Data for this exercise
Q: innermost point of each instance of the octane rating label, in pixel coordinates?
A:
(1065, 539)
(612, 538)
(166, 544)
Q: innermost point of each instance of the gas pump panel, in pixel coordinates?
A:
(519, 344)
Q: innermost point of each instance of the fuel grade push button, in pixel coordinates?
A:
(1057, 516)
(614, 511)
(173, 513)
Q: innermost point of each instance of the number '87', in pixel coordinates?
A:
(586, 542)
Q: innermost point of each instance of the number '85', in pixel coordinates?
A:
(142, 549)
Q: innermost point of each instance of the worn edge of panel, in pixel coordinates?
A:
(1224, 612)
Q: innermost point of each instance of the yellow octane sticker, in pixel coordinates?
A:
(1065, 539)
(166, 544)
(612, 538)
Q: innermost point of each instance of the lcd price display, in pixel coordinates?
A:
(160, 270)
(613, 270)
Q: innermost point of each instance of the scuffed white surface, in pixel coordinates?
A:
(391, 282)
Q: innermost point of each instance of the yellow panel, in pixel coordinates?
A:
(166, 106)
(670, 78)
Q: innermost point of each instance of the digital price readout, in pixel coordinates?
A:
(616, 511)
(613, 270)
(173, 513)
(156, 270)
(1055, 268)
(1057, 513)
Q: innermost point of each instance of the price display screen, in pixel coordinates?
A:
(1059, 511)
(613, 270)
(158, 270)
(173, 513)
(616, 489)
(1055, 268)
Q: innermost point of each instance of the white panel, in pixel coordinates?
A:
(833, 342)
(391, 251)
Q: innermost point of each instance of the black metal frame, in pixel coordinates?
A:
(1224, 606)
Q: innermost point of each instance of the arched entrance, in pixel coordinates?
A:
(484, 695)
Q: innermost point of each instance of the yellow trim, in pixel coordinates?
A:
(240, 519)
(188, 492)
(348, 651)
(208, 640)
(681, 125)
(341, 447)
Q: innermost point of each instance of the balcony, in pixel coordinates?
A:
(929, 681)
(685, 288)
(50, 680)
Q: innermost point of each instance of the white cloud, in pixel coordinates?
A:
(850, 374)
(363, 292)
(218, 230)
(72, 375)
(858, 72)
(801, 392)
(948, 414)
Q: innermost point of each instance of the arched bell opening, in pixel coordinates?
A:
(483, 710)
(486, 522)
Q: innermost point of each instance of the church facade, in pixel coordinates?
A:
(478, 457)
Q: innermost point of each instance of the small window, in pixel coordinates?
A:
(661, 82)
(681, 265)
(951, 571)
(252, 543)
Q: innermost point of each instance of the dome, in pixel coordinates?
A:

Try it
Every line of the material above should be transcribed as it stands.

Your response
Q: innermost point of each instance of the octane rating label, in pixel coordinates?
A:
(1065, 539)
(612, 538)
(166, 544)
Q: innermost point of each instance of the gas pump panel, in pixel coordinates?
A:
(519, 344)
Q: innermost point of each instance of the fuel grade push button, in pixel coordinates?
A:
(1057, 516)
(614, 511)
(173, 513)
Q: innermost point of each instance of the number '87', in pixel coordinates?
A:
(586, 542)
Q: innermost point of each instance of the number '85', in pixel coordinates?
A:
(142, 549)
Q: innermost point of each instance of the worn edge of panel, in pixel coordinates?
A:
(1224, 612)
Q: innermost point of each instance of the yellow octane sticker, in pixel coordinates?
A:
(1065, 539)
(166, 544)
(612, 538)
Q: innermost point of each instance of the lcd price display, in pixel coordinates?
A:
(160, 270)
(613, 270)
Q: innermost point of each instance of the scuffed white surface, in pixel coordinates?
A:
(391, 282)
Q: innermost point of each instance of the yellow panel, in pixel coordinates?
A:
(166, 106)
(670, 78)
Q: innermost point of each instance of the digital price readout, in pixel coordinates?
A:
(616, 511)
(613, 270)
(173, 513)
(156, 270)
(1055, 268)
(1057, 513)
Q: innermost point of each instance of the price display screen, in pixel coordinates?
A:
(1059, 511)
(613, 270)
(158, 270)
(173, 513)
(616, 489)
(1055, 268)
Q: innermost point of each instance of the white panel, in pixel coordinates?
A:
(833, 342)
(391, 251)
Q: innermost point of each instance of the black metal frame, in pixel coordinates?
A:
(1224, 606)
Q: innermost point of each instance of the arched entrance, in pixel coordinates?
A:
(484, 695)
Q: innermost point of each instance of the yellow trim, in pixel coordinates?
A:
(240, 519)
(188, 492)
(348, 651)
(208, 640)
(681, 125)
(341, 447)
Q: innermost point of each instance of the balcony, in pixel coordinates?
A:
(929, 681)
(685, 288)
(50, 680)
Q: innermost point of each instance of the white cloud, in pixel coordinates?
A:
(850, 374)
(363, 292)
(218, 230)
(72, 375)
(858, 72)
(801, 392)
(948, 414)
Q: innermost point of each instance of the arched bell opening, in pixel coordinates?
A:
(483, 710)
(486, 522)
Q: innermost point of each instance of the church facade, in pixel coordinates?
A:
(478, 457)
Q: innermost point of each instance of the small window, in pixel coordinates?
A:
(661, 82)
(681, 265)
(951, 571)
(252, 543)
Q: innermost point of each instance of the dome, in pixel coordinates?
A:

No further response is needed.